Exercise aim - Print the lines of the material below from the one containing "Q: What is the bounding box of the green" through the one containing "0 267 252 366", both included, copied without any change.

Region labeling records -
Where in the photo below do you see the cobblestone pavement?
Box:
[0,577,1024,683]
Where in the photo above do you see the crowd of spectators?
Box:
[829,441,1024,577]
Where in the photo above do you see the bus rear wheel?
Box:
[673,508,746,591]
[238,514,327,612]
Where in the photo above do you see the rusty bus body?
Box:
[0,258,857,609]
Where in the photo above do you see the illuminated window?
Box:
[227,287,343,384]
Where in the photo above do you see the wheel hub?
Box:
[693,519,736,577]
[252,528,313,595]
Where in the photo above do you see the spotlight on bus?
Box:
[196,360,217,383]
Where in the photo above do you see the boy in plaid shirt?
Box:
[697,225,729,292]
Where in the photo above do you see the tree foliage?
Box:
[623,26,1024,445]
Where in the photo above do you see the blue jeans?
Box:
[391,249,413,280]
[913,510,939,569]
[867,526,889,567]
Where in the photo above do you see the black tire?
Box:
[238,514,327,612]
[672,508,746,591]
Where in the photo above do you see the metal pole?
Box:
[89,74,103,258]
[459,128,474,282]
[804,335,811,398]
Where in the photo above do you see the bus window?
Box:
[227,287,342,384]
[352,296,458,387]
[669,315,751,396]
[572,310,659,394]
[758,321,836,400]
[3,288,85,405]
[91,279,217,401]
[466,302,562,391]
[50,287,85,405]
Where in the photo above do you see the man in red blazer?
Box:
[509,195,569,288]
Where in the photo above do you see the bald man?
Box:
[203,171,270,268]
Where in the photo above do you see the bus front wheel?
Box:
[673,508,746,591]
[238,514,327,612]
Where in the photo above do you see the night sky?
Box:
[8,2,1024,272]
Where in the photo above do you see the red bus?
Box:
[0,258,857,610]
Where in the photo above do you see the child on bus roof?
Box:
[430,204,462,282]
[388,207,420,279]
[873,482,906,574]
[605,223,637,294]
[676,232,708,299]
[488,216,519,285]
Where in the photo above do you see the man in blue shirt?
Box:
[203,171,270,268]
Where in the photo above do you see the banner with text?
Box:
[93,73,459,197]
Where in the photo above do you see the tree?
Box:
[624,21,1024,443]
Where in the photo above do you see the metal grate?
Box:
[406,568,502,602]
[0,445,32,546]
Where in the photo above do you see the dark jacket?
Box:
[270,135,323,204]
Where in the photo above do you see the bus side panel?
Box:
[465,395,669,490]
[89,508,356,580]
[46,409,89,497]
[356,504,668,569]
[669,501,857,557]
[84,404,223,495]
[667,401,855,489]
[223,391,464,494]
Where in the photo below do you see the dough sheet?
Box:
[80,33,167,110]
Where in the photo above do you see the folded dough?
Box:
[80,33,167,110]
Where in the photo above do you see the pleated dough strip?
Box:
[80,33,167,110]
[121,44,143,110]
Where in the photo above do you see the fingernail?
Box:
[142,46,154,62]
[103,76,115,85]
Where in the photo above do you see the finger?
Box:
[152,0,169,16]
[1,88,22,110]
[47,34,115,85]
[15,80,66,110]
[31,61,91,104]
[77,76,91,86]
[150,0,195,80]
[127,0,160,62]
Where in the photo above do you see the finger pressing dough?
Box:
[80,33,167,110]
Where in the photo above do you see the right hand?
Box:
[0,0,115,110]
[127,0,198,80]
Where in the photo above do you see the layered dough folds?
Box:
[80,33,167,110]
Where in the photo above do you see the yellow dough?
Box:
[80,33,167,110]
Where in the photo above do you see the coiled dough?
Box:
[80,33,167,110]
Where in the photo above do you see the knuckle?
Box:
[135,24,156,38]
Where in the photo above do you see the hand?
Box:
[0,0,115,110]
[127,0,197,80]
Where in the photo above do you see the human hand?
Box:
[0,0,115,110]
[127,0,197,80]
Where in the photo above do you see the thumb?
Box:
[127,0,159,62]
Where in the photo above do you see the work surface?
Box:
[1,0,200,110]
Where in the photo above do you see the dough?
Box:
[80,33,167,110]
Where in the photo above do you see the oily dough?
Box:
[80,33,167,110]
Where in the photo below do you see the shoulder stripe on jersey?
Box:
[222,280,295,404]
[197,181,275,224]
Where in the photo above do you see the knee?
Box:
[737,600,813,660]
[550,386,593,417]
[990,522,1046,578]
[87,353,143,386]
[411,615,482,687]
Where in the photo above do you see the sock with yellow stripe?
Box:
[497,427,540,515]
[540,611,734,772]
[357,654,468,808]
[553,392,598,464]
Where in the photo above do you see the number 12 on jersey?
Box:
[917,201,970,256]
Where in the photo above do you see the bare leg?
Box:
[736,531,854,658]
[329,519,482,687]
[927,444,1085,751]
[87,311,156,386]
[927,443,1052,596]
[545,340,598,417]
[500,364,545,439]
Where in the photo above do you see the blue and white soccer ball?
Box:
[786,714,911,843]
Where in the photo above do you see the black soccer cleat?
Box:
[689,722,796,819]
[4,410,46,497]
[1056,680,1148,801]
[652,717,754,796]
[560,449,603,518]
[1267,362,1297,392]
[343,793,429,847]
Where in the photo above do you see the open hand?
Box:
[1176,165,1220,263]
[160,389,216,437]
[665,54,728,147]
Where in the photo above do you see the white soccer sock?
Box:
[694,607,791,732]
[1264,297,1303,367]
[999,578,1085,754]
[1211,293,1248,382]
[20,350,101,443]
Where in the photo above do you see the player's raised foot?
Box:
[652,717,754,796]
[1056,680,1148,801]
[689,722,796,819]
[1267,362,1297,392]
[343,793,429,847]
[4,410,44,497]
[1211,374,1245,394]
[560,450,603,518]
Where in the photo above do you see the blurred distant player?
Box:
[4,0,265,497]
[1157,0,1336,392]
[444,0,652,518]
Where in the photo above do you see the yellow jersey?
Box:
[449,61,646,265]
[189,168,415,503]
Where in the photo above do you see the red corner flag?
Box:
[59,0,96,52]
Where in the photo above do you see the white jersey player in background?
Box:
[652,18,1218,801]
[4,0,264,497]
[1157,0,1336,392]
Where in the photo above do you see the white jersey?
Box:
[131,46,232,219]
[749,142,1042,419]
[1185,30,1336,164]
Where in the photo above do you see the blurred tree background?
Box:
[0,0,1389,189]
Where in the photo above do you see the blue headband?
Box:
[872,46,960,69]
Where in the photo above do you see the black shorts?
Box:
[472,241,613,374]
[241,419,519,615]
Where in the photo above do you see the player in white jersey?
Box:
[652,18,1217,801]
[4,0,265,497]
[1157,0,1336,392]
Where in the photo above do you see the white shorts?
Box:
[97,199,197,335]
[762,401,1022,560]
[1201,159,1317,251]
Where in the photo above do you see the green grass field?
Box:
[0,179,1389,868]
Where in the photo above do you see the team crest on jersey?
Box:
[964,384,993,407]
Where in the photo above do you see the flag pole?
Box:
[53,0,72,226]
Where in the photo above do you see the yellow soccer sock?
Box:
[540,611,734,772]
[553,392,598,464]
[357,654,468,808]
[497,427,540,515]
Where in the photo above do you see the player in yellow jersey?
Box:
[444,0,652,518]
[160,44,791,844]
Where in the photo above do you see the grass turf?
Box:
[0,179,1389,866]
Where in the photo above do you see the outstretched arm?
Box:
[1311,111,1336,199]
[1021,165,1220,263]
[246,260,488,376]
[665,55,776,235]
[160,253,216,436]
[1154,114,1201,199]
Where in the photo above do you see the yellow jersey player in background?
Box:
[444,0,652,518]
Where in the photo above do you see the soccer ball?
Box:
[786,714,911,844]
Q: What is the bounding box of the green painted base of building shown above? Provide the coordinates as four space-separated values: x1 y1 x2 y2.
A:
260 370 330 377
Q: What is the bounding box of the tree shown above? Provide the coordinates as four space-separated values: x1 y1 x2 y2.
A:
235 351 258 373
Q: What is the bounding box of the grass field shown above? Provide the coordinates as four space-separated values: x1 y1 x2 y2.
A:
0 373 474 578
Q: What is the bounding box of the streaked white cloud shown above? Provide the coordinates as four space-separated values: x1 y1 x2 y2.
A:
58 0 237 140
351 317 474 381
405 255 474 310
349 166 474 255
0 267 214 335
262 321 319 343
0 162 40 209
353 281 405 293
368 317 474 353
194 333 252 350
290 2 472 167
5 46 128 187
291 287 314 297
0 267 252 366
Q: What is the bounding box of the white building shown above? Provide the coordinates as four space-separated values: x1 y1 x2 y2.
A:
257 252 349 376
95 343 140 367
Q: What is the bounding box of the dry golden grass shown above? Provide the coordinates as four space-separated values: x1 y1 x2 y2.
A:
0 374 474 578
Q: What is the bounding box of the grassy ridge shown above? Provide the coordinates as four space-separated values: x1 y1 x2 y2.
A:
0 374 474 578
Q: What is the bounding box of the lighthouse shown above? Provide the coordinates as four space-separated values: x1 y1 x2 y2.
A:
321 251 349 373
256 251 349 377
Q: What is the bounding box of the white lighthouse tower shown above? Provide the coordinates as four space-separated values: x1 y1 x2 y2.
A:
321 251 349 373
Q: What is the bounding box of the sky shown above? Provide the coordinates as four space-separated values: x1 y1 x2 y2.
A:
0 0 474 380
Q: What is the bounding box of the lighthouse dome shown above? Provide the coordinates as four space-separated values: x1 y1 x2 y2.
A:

Full output -
Q: What is the bounding box of the green painted base of building shown above? Provide the coordinates as four space-separated values: x1 y1 x2 y2.
A:
260 370 330 377
Q: What is the bounding box of the tree shown above? Provide the coordinates as four space-separated values: x1 y1 x2 y2.
A:
235 351 258 373
Q: What is the bounding box of the grass field shown above? Provide the coordinates as four space-separated values: x1 y1 x2 y2.
A:
0 373 474 578
Q: What is the bounding box of the streaked white cloud shown above? Provide the coordinates as four space-separated values: x1 y1 x2 y2.
A:
58 0 237 140
351 317 474 381
405 255 474 310
349 166 474 255
0 267 214 335
262 321 319 343
0 162 40 209
353 281 405 293
368 317 474 353
194 333 252 350
290 2 472 167
5 46 128 187
291 287 314 297
0 267 252 366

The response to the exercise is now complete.